▶ _What needs to be done_: Copy the lines starting at "Where can the shoreline" and ending at "point(769, 817)", and swap "shoreline" for "water's edge" while changing nothing else.

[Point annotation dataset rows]
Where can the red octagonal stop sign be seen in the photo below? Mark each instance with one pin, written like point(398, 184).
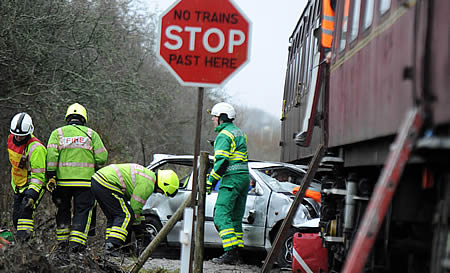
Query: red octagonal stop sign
point(204, 42)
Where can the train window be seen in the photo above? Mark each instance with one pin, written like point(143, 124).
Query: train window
point(355, 20)
point(368, 14)
point(344, 26)
point(384, 6)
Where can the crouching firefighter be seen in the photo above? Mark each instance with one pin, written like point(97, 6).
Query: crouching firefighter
point(27, 155)
point(121, 191)
point(231, 167)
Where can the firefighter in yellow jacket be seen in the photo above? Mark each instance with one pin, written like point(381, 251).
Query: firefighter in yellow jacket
point(27, 156)
point(74, 153)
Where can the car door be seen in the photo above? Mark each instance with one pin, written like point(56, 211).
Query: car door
point(254, 220)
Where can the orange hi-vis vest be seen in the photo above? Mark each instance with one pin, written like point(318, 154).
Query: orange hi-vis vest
point(327, 24)
point(19, 174)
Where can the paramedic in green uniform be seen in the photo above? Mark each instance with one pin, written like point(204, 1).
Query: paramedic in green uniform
point(231, 167)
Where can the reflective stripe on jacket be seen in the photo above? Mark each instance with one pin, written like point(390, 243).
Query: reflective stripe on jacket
point(134, 181)
point(230, 152)
point(73, 152)
point(327, 24)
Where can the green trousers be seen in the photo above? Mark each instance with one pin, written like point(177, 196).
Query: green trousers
point(230, 208)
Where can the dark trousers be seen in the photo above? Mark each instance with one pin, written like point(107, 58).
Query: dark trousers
point(118, 212)
point(75, 229)
point(23, 217)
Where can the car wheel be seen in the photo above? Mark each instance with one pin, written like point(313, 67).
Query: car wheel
point(152, 227)
point(285, 257)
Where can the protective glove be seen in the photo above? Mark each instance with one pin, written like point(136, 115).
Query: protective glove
point(50, 174)
point(27, 201)
point(209, 186)
point(51, 184)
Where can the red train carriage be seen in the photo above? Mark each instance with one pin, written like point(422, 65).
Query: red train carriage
point(381, 107)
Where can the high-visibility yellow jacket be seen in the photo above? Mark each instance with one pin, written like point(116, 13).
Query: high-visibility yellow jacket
point(134, 181)
point(74, 152)
point(230, 152)
point(32, 174)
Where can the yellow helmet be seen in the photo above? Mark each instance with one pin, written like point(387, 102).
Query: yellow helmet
point(168, 182)
point(76, 109)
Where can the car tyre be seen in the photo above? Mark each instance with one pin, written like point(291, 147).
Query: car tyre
point(284, 259)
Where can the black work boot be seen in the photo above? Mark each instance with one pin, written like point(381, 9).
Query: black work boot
point(229, 257)
point(112, 250)
point(76, 248)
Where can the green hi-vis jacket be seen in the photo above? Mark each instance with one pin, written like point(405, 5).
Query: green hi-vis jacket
point(134, 181)
point(32, 174)
point(74, 152)
point(230, 152)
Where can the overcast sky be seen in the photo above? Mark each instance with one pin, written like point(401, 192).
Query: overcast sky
point(260, 83)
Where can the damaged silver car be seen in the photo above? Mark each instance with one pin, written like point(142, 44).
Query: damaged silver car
point(268, 203)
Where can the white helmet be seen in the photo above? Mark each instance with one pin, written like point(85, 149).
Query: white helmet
point(223, 108)
point(21, 125)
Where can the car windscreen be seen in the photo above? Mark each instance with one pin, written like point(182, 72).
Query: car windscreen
point(275, 185)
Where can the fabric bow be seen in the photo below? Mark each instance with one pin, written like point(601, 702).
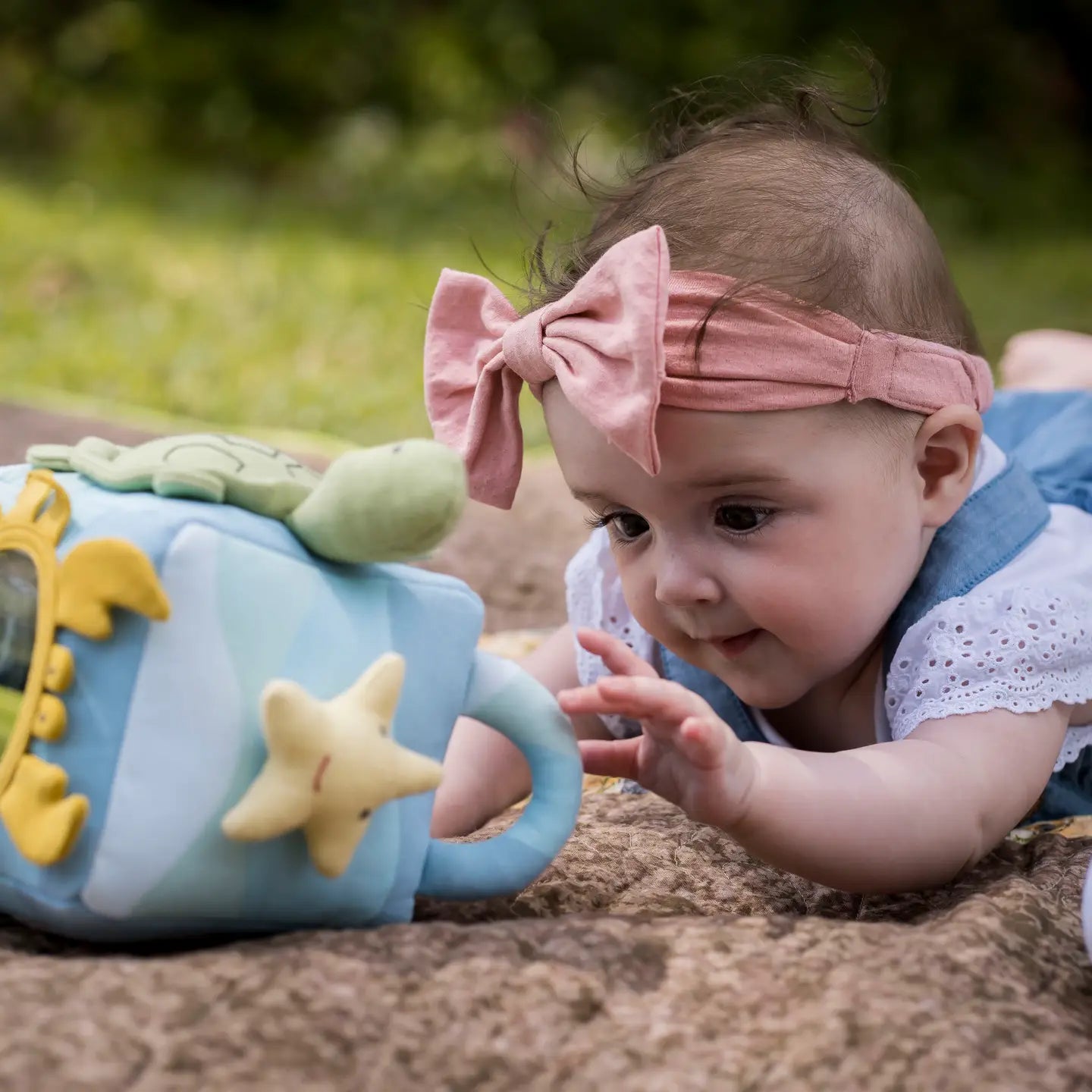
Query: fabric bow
point(603, 342)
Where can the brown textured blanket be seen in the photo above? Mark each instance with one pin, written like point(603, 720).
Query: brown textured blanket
point(653, 955)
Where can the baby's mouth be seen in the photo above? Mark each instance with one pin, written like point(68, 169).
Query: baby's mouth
point(733, 647)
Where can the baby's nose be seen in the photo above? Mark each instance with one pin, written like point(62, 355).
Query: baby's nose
point(682, 581)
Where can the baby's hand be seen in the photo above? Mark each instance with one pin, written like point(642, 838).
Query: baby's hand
point(685, 752)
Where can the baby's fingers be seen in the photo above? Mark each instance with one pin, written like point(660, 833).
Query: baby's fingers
point(660, 704)
point(618, 657)
point(605, 758)
point(704, 744)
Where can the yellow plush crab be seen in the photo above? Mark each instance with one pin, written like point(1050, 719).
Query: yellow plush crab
point(77, 595)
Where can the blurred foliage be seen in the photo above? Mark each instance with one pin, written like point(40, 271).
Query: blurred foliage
point(990, 101)
point(225, 304)
point(236, 211)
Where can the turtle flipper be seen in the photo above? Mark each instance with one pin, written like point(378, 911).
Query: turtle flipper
point(50, 457)
point(384, 504)
point(189, 485)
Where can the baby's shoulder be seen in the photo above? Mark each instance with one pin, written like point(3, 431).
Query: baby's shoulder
point(1020, 640)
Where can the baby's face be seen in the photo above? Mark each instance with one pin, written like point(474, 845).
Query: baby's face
point(770, 550)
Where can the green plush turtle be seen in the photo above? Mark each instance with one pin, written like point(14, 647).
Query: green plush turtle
point(384, 504)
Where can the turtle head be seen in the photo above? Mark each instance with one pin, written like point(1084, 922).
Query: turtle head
point(387, 504)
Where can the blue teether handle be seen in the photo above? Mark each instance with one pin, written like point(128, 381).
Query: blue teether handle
point(507, 698)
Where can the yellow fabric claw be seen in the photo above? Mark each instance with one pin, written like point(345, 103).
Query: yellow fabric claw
point(331, 764)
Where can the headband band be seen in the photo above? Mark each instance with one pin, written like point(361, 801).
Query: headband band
point(622, 344)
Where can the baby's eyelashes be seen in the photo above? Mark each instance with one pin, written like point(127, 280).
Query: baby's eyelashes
point(625, 526)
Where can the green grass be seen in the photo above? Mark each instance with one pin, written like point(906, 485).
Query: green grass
point(203, 300)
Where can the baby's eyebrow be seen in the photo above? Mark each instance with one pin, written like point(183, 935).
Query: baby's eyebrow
point(592, 499)
point(723, 481)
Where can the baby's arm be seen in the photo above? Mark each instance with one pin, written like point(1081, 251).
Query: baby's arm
point(899, 816)
point(889, 817)
point(484, 774)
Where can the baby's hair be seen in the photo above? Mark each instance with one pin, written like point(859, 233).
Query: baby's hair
point(780, 193)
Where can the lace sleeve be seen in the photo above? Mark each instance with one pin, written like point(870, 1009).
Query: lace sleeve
point(593, 595)
point(1021, 649)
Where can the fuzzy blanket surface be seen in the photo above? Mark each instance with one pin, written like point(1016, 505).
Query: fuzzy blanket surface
point(652, 955)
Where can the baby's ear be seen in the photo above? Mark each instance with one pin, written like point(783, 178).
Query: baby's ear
point(946, 451)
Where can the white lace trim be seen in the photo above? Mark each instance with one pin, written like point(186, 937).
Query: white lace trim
point(593, 595)
point(1021, 649)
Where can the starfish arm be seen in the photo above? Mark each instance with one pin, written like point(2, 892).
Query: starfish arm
point(331, 842)
point(278, 801)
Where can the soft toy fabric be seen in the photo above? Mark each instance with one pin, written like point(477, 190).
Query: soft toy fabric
point(208, 727)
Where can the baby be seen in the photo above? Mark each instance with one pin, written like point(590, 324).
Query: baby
point(821, 608)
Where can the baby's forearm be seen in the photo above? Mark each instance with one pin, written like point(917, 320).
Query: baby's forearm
point(853, 821)
point(899, 816)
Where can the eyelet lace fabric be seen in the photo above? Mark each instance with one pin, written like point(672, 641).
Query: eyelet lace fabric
point(1021, 649)
point(593, 593)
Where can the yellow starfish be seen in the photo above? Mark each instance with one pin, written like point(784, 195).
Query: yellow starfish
point(331, 764)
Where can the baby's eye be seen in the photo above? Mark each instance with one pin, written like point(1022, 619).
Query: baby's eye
point(628, 524)
point(739, 519)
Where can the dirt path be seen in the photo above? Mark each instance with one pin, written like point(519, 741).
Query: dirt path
point(514, 560)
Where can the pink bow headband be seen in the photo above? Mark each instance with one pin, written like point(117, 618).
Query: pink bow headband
point(622, 344)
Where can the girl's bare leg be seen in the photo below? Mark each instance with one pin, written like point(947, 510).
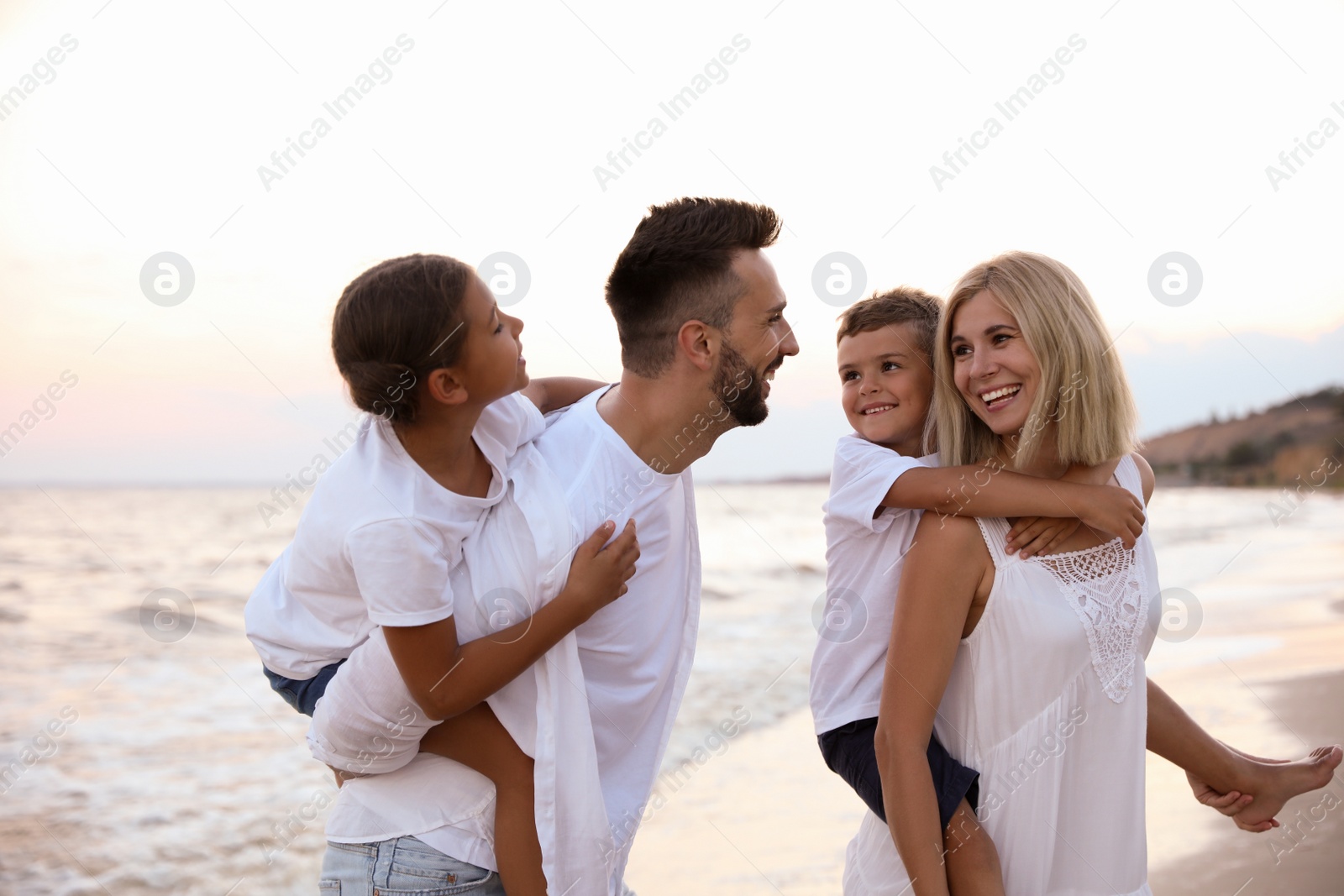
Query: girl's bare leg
point(971, 856)
point(479, 741)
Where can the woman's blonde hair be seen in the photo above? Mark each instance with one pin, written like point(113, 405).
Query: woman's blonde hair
point(1082, 385)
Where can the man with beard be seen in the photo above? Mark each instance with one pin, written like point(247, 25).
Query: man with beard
point(701, 317)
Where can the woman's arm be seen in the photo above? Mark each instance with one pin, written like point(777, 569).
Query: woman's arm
point(944, 573)
point(553, 392)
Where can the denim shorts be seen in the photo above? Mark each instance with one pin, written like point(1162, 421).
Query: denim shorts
point(402, 867)
point(302, 694)
point(850, 752)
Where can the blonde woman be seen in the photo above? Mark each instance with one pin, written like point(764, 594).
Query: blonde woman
point(1032, 671)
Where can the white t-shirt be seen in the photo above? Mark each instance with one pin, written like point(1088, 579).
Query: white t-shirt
point(636, 652)
point(864, 557)
point(375, 546)
point(636, 656)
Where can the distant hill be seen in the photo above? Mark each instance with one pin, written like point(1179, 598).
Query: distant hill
point(1299, 438)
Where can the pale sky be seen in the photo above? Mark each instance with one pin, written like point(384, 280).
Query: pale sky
point(147, 137)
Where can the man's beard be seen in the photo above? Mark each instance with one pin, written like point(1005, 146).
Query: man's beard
point(739, 389)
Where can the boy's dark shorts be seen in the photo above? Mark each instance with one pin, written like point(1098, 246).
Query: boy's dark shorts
point(850, 752)
point(302, 694)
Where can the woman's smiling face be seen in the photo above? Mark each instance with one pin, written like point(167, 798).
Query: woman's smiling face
point(994, 369)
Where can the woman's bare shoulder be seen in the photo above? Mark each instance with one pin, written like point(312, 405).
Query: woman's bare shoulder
point(1146, 476)
point(947, 535)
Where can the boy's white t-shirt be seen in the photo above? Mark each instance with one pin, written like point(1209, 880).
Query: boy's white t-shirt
point(864, 557)
point(375, 546)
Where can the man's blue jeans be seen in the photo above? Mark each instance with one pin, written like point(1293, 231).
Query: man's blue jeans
point(402, 867)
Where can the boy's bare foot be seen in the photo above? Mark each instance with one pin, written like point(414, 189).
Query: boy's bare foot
point(1269, 785)
point(1273, 783)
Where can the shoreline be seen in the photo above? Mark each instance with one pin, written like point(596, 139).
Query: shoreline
point(729, 815)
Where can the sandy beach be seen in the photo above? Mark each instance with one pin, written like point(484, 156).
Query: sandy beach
point(178, 772)
point(1263, 673)
point(769, 817)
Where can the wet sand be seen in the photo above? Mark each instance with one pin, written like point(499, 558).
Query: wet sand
point(768, 817)
point(1305, 856)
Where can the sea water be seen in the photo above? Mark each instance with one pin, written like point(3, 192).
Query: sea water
point(141, 752)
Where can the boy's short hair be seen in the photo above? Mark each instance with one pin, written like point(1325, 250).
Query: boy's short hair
point(900, 305)
point(678, 268)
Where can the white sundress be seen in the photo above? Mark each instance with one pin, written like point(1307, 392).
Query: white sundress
point(1048, 701)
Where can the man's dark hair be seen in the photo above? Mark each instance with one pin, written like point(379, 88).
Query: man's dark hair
point(678, 268)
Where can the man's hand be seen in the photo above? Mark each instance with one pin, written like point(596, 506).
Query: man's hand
point(1229, 804)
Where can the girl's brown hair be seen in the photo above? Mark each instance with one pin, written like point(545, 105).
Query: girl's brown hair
point(396, 322)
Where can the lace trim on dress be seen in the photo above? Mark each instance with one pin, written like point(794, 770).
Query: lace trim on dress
point(1102, 584)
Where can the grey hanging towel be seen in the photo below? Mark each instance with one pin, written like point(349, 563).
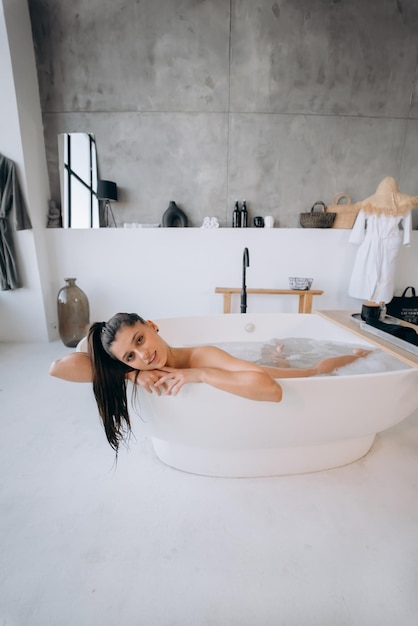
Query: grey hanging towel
point(13, 213)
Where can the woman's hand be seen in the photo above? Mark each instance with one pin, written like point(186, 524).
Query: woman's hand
point(173, 379)
point(148, 380)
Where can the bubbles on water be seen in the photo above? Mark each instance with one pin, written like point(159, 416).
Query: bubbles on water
point(299, 352)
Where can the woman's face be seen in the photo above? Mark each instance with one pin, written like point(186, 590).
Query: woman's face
point(140, 346)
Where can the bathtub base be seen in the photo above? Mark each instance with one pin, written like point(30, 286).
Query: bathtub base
point(262, 462)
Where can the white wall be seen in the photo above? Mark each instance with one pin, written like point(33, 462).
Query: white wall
point(174, 272)
point(22, 311)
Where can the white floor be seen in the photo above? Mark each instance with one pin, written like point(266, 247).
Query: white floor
point(85, 543)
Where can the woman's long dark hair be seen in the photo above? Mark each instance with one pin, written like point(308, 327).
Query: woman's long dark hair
point(109, 377)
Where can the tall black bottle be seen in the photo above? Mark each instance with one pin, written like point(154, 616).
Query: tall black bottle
point(244, 214)
point(236, 216)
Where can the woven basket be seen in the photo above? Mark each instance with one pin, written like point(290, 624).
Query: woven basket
point(346, 213)
point(317, 219)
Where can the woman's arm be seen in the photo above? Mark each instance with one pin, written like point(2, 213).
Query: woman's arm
point(75, 367)
point(219, 369)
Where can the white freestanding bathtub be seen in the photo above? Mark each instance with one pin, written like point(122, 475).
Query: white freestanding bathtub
point(321, 423)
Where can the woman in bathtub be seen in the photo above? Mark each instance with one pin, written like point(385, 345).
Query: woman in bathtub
point(129, 348)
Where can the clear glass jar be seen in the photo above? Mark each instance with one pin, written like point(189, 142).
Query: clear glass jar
point(73, 313)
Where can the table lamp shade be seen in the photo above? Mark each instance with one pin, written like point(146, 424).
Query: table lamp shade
point(107, 190)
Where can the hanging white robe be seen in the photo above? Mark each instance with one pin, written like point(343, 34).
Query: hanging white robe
point(379, 238)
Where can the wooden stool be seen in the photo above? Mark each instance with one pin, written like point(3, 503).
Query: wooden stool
point(305, 296)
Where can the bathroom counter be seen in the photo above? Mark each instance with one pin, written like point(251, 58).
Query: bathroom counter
point(344, 320)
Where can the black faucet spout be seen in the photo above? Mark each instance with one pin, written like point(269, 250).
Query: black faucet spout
point(245, 264)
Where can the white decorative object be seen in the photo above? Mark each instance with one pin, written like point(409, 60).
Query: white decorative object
point(210, 222)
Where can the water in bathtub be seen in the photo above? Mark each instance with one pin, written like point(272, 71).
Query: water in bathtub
point(305, 352)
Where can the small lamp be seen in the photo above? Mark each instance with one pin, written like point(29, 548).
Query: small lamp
point(107, 191)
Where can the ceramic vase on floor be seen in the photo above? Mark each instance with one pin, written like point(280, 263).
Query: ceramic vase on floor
point(73, 313)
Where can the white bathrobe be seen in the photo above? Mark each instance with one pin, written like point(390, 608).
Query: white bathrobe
point(379, 238)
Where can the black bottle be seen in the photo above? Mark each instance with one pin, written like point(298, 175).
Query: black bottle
point(236, 216)
point(244, 214)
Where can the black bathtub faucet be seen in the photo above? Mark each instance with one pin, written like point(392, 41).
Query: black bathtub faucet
point(245, 264)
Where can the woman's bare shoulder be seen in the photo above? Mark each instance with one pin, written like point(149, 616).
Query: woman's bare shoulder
point(212, 356)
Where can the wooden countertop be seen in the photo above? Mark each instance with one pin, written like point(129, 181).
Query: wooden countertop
point(344, 319)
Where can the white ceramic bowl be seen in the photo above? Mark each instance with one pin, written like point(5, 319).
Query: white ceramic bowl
point(300, 283)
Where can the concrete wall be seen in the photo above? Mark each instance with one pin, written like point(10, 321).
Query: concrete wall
point(200, 148)
point(282, 103)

▶ _Full response_:
Where can the water's edge be seen in the photo above? Mark each instance with one pin, written like point(596, 139).
Query: water's edge
point(729, 815)
Where can the sandy beach be seen in the photo above? Mark each instance with one pin, written like point(484, 156).
Query: sandy beach
point(178, 772)
point(1263, 673)
point(769, 817)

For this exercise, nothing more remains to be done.